- _What needs to be done_
Write out exactly the lines from the one containing "of the water" through the last line of the records below, both included, and leave out any pictures.

==*==

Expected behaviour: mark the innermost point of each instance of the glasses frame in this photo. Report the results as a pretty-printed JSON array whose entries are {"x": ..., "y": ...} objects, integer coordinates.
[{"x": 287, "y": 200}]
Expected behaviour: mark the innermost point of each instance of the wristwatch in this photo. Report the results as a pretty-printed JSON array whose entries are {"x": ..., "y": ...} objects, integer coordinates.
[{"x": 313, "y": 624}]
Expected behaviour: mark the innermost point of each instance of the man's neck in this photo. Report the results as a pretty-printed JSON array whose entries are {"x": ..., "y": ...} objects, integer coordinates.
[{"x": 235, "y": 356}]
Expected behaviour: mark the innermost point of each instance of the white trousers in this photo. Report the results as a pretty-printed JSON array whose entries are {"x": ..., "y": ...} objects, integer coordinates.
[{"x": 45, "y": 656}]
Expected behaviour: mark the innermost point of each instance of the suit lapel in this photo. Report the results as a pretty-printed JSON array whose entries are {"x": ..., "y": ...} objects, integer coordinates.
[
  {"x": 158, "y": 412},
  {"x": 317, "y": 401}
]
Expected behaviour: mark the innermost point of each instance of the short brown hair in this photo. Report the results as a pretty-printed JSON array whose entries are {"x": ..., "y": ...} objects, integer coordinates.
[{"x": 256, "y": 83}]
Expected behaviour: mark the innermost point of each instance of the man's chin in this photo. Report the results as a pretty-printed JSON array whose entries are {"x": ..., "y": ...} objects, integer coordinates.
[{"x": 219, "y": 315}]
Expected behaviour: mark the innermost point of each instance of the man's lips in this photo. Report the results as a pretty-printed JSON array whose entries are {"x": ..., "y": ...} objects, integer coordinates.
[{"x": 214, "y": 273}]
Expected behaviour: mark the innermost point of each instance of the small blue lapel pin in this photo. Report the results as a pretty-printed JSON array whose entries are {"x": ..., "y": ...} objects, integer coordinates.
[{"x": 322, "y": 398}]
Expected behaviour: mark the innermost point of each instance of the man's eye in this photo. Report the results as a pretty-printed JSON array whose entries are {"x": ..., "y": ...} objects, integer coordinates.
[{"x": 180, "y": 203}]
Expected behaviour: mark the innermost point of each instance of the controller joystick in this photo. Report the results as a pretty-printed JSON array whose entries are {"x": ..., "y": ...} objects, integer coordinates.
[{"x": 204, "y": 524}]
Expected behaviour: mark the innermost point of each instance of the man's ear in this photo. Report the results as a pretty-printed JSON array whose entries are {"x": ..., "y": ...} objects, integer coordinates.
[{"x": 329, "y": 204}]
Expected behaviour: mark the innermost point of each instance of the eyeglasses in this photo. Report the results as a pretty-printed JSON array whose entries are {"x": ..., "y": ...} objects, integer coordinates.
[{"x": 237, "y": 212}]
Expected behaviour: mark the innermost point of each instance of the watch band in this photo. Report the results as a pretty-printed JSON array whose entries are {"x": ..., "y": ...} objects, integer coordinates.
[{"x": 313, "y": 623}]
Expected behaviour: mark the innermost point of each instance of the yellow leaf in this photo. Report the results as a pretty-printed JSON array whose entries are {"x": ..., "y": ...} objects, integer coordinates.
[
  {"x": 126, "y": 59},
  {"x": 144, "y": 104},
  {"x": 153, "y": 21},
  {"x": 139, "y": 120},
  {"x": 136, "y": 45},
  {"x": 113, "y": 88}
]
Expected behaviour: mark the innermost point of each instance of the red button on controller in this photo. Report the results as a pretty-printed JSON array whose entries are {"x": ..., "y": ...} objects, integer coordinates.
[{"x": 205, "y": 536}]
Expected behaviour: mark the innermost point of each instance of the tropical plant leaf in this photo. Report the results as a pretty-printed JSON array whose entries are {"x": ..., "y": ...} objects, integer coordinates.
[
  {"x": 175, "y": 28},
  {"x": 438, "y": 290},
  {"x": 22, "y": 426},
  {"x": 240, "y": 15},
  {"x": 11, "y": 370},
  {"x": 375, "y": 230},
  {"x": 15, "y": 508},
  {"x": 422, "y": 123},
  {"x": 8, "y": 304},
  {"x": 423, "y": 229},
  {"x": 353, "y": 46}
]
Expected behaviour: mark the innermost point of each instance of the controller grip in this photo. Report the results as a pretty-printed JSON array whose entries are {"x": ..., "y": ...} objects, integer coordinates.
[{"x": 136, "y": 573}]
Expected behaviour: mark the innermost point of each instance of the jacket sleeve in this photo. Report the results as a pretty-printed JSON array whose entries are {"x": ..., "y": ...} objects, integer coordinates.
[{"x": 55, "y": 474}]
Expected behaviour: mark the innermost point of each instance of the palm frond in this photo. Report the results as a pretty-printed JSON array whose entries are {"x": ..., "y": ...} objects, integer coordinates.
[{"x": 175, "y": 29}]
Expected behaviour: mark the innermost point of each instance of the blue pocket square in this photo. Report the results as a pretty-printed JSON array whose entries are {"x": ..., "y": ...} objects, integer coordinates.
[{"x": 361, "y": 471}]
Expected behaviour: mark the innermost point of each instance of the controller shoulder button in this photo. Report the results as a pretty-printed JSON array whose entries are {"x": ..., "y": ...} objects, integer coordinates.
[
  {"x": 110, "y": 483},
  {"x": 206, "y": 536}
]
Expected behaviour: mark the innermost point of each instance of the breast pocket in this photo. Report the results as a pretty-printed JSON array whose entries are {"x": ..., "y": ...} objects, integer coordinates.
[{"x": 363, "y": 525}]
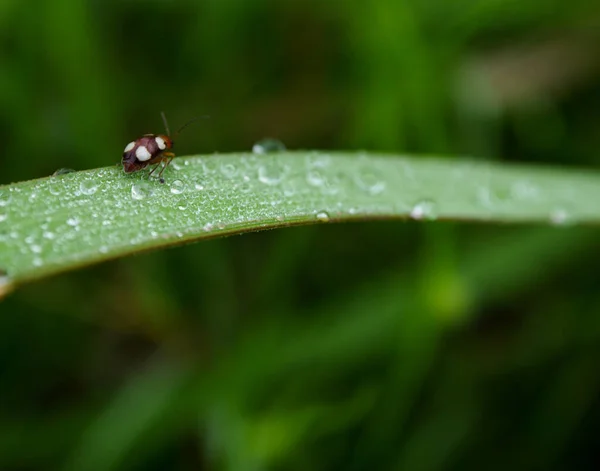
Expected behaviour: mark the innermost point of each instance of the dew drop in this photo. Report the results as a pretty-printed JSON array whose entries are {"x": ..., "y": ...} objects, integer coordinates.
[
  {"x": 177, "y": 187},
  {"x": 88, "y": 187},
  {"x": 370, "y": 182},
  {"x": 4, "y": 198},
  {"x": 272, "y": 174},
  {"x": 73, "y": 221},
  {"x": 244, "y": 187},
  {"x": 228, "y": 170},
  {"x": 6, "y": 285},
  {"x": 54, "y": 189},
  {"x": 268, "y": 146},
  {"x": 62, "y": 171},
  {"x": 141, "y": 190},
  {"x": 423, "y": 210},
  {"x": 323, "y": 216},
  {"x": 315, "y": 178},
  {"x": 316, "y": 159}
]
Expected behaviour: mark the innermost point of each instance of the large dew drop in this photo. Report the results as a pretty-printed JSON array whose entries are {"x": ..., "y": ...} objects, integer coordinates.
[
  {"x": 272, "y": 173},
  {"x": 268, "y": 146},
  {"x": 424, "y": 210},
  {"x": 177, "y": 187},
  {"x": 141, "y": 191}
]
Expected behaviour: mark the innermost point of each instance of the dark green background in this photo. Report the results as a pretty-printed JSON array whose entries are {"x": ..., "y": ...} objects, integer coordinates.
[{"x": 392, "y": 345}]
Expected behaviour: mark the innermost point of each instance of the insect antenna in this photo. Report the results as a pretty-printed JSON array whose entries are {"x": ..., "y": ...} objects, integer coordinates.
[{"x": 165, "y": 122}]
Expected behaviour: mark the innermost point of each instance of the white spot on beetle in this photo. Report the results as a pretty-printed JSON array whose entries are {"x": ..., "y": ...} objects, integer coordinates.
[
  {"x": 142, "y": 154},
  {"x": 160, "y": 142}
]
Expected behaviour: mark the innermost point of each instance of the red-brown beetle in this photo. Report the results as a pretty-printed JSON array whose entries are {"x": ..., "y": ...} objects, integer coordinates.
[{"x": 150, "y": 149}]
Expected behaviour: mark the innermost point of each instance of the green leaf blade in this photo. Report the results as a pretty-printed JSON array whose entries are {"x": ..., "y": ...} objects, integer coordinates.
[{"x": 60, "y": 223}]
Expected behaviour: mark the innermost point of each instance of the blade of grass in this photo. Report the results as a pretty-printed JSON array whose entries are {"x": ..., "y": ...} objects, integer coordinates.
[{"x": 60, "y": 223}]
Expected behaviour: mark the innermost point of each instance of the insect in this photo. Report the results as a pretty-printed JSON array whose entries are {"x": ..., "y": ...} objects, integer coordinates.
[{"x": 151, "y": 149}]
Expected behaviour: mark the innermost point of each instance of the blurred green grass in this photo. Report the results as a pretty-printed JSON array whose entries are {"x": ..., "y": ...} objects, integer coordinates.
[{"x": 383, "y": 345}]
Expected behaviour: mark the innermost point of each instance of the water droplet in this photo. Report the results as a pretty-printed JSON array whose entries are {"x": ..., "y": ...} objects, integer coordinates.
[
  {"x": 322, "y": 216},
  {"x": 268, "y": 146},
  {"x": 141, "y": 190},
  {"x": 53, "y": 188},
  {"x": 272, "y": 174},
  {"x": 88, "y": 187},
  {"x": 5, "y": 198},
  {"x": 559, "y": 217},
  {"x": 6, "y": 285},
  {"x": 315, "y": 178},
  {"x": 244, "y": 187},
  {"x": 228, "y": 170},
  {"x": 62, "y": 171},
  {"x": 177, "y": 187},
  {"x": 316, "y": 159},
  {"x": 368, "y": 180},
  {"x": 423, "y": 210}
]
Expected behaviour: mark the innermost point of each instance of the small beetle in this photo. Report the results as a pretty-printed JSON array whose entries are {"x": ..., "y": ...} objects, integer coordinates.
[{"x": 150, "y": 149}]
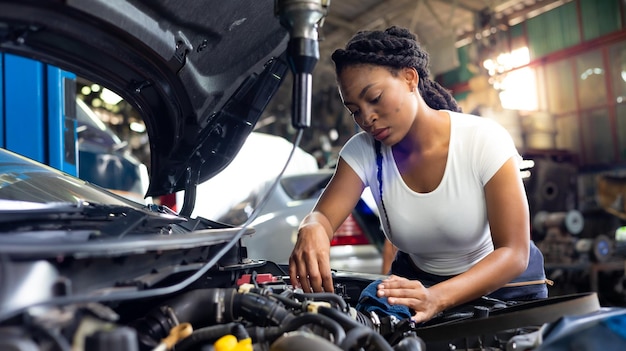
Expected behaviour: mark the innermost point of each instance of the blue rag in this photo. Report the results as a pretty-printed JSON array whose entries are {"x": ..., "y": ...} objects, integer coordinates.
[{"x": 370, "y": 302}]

==*==

- _Worked answer_
Expected behaviour: mark the innermost point of each instance of the water droplet in this photo. Report the results as a pretty-printed JSON array whose entries are {"x": ..., "y": ...} objects, integer coordinates.
[
  {"x": 322, "y": 216},
  {"x": 268, "y": 146},
  {"x": 141, "y": 190},
  {"x": 53, "y": 188},
  {"x": 272, "y": 174},
  {"x": 88, "y": 187},
  {"x": 5, "y": 198},
  {"x": 559, "y": 217},
  {"x": 6, "y": 285},
  {"x": 315, "y": 178},
  {"x": 244, "y": 187},
  {"x": 228, "y": 170},
  {"x": 62, "y": 171},
  {"x": 177, "y": 187},
  {"x": 316, "y": 159},
  {"x": 368, "y": 180},
  {"x": 423, "y": 210}
]
Expected behaviour: mark the innermost point of each instance of the small beetle in this photo. Report the results as a pretty-printed JSON array whose entries are {"x": ..., "y": ...} objects, integer coordinates.
[{"x": 150, "y": 149}]
Expected behaviour: mark the innermost point of each instance of the blue rag in this photo. Report the results as a pretty-printed JSON array whose entries are {"x": ..., "y": ...} objects, integer coordinates.
[{"x": 370, "y": 302}]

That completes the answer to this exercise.